What is being asked
Please reproduce everything from "Last week we" down to "review their strategy." in the superannuation update below, keeping each word and punctuation mark unchanged.

Page
***

HEWISON INSIGHTS

Future thinking should be shared. With that in mind our team publishes insights weekly to help keep you in the (k)now.

HEWISON INSIGHTS

Hewison Private Wealth - Insights
Hewison Insights
https://www.hewison.com.au/wp-content/uploads/2022/04/iStock-1321156525.jpg
Superannuation Legislation Changes
Super Contributions
Australian Superannuation Laws

Superannuation Legislation Update

Chris Morcom
Partner/Private Client Adviser
14 Feb 2022

Last week we finally saw the passage of legislation through the Federal Parliament which will provide Australians with more flexibility in managing their superannuation and wealth. Here’s everything you need to know.

While the legislation is awaiting Royal Assent, which is typically a mere formality, the start date for most of the changes is July 1, 2022.  This gives everyone time to review their situation and evaluate if an update to their personal financial strategy is warranted.

In this update on what the legislation changes mean for you, we consider the changes and summarise who may be impacted and need to review their strategy.

1. Removal of the Superannuation Guarantee minimum income threshold

Currently, an employee must earn over $450 in a month before their employer is obligated to make superannuation guarantee contributions on their behalf. This legislation removes that limit making more people entitled to employer superannuation contributions.

***

Dataset
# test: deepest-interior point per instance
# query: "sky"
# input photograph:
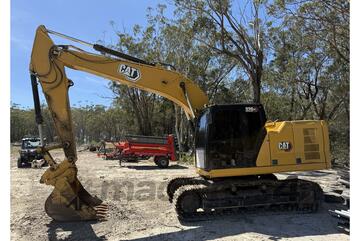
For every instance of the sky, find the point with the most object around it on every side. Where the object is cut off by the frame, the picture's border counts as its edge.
(88, 20)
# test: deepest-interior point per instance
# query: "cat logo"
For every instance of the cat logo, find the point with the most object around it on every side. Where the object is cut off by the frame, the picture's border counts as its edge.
(130, 73)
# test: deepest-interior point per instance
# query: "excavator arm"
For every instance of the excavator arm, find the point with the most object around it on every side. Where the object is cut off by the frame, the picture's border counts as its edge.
(69, 200)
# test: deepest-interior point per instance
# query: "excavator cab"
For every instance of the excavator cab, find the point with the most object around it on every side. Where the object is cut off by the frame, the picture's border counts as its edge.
(229, 136)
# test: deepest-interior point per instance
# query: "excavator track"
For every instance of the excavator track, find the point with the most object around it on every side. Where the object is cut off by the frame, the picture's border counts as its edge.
(230, 196)
(178, 182)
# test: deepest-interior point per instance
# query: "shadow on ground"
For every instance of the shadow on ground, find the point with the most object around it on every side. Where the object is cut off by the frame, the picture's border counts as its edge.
(72, 231)
(275, 226)
(143, 167)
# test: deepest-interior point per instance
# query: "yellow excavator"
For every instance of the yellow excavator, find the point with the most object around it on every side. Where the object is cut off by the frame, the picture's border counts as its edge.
(237, 151)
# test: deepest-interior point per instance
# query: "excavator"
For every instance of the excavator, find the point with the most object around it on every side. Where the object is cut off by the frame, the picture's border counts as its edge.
(237, 150)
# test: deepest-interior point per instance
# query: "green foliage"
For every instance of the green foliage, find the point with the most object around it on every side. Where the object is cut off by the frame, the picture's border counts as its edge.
(296, 53)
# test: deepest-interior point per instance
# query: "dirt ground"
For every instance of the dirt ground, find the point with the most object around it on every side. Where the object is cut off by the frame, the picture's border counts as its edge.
(139, 209)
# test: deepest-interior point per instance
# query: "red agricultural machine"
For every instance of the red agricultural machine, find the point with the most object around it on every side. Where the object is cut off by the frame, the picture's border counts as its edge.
(135, 147)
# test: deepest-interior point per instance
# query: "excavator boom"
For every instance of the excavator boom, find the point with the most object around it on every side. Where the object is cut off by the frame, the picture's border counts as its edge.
(69, 200)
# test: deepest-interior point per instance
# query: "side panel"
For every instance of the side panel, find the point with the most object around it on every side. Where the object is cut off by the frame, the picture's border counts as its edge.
(295, 145)
(309, 141)
(282, 151)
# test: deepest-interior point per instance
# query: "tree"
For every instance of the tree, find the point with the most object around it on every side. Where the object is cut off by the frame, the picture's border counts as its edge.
(229, 32)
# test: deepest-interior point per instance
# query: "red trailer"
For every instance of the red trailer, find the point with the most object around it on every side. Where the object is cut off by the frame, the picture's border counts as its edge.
(135, 147)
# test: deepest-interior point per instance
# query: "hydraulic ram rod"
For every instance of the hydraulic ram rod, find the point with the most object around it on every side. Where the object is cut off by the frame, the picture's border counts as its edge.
(38, 116)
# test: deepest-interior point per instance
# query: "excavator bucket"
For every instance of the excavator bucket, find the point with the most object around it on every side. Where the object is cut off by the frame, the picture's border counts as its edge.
(69, 201)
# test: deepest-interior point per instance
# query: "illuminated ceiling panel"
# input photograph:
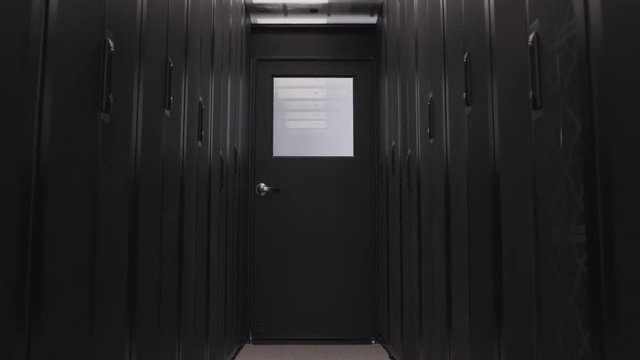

***

Solution to this exercise
Last week we finally saw the passage of legislation through the Federal Parliament which will provide Australians with more flexibility in managing their superannuation and wealth. Here’s everything you need to know.

While the legislation is awaiting Royal Assent, which is typically a mere formality, the start date for most of the changes is July 1, 2022.  This gives everyone time to review their situation and evaluate if an update to their personal financial strategy is warranted.

In this update on what the legislation changes mean for you, we consider the changes and summarise who may be impacted and need to review their strategy.